## Passage provided
--*--

Get into the groove at Grand Africa

Any bar that has a giant, shiny disco ball as part of its décor means partying business. And disco balls are just the beginning. Cape Town’s recently renovated Grand Africa also boasts an enormous red lounge in the shape of some very luscious-looking lips, two huge lion statues and a floating love heart. Despite the audacious styling choices, the interiors are inviting and relaxing, complementing the wooden boardwalks that sit atop marshmallow soft sand and fairytale style day beds.

The incredible Table Mountain makes up Grand Africa’s backdrop while the Atlantic Ocean glistens out ahead. A wide-ranging menu (we recommend any of the seafood dishes) keeps the energy levels up for the DJ sets, which hit the decks from about 4pm during summer, while the cocktail menu keeps the party going. And as things heat up and the nights cool down, this playful, and a little bit cheeky, Cape Town beach club is the place to be. 

Go West to Ghana, Togo and Benin

Discover a side of Africa you may not be familiar with – one that’s devoid of lions and elephants – on an eye-opening tour through West Africa with Abercrombie & Kent. The 16-day West Africa: People Past & Present expedition explores the colourful nations of Ghana, Togo and Benin, which are renowned for sun-soaked beaches, lively colonial cities (there’s a strong European influence due to the gold and slave trades) and fascinating cultural rituals.

Highlights include attending a real-life voodoo ceremony and meeting a witch doctor in Togo, cruising Africa’s largest stilt fishing village in Benin, checking out Ghana’s Akwasidae Festival and meeting local artisans. It’s a charming insight into a version of Africa that doesn’t often make the brochure.

The magic of Madagascar

Madagascar is one of the most biodiverse landscapes in the world, so there’s no better way of immersing yourself in the natural splendour of this island than by trekking through it for two weeks. Exodus Travels will lead you on an epic expedition through Andringitra, Isalo and Ranomafana National Parks (home to a remarkable array of endemic birds, frogs, reptiles and mammals), and you’ll also climb the country’s second-highest peak, Peak Boby.

--*--

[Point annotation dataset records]
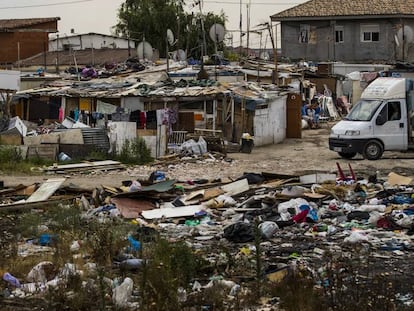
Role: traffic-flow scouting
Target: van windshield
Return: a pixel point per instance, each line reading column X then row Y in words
column 363, row 110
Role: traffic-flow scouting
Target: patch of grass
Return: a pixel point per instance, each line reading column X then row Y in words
column 11, row 161
column 135, row 152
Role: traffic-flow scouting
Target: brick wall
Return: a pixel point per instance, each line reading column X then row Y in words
column 28, row 42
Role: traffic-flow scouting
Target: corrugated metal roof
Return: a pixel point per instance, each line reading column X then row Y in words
column 6, row 24
column 340, row 8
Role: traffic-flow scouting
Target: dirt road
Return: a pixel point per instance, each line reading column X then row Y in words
column 293, row 156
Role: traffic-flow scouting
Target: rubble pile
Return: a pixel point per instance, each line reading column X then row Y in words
column 260, row 227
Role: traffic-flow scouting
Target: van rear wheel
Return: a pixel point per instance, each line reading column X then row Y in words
column 373, row 150
column 347, row 155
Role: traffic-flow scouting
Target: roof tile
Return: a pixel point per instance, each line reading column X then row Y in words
column 327, row 8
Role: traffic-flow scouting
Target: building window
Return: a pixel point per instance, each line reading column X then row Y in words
column 304, row 33
column 339, row 34
column 369, row 33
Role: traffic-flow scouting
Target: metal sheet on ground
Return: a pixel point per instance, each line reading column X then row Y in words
column 130, row 208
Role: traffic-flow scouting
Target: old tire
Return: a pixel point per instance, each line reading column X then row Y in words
column 373, row 150
column 347, row 155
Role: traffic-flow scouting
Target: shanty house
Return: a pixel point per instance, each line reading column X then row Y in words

--*--

Retype the stretch of the Africa travel piece from "Highlights include attending" through "peak, Peak Boby.".

## Final result
Highlights include attending a real-life voodoo ceremony and meeting a witch doctor in Togo, cruising Africa’s largest stilt fishing village in Benin, checking out Ghana’s Akwasidae Festival and meeting local artisans. It’s a charming insight into a version of Africa that doesn’t often make the brochure.

The magic of Madagascar

Madagascar is one of the most biodiverse landscapes in the world, so there’s no better way of immersing yourself in the natural splendour of this island than by trekking through it for two weeks. Exodus Travels will lead you on an epic expedition through Andringitra, Isalo and Ranomafana National Parks (home to a remarkable array of endemic birds, frogs, reptiles and mammals), and you’ll also climb the country’s second-highest peak, Peak Boby.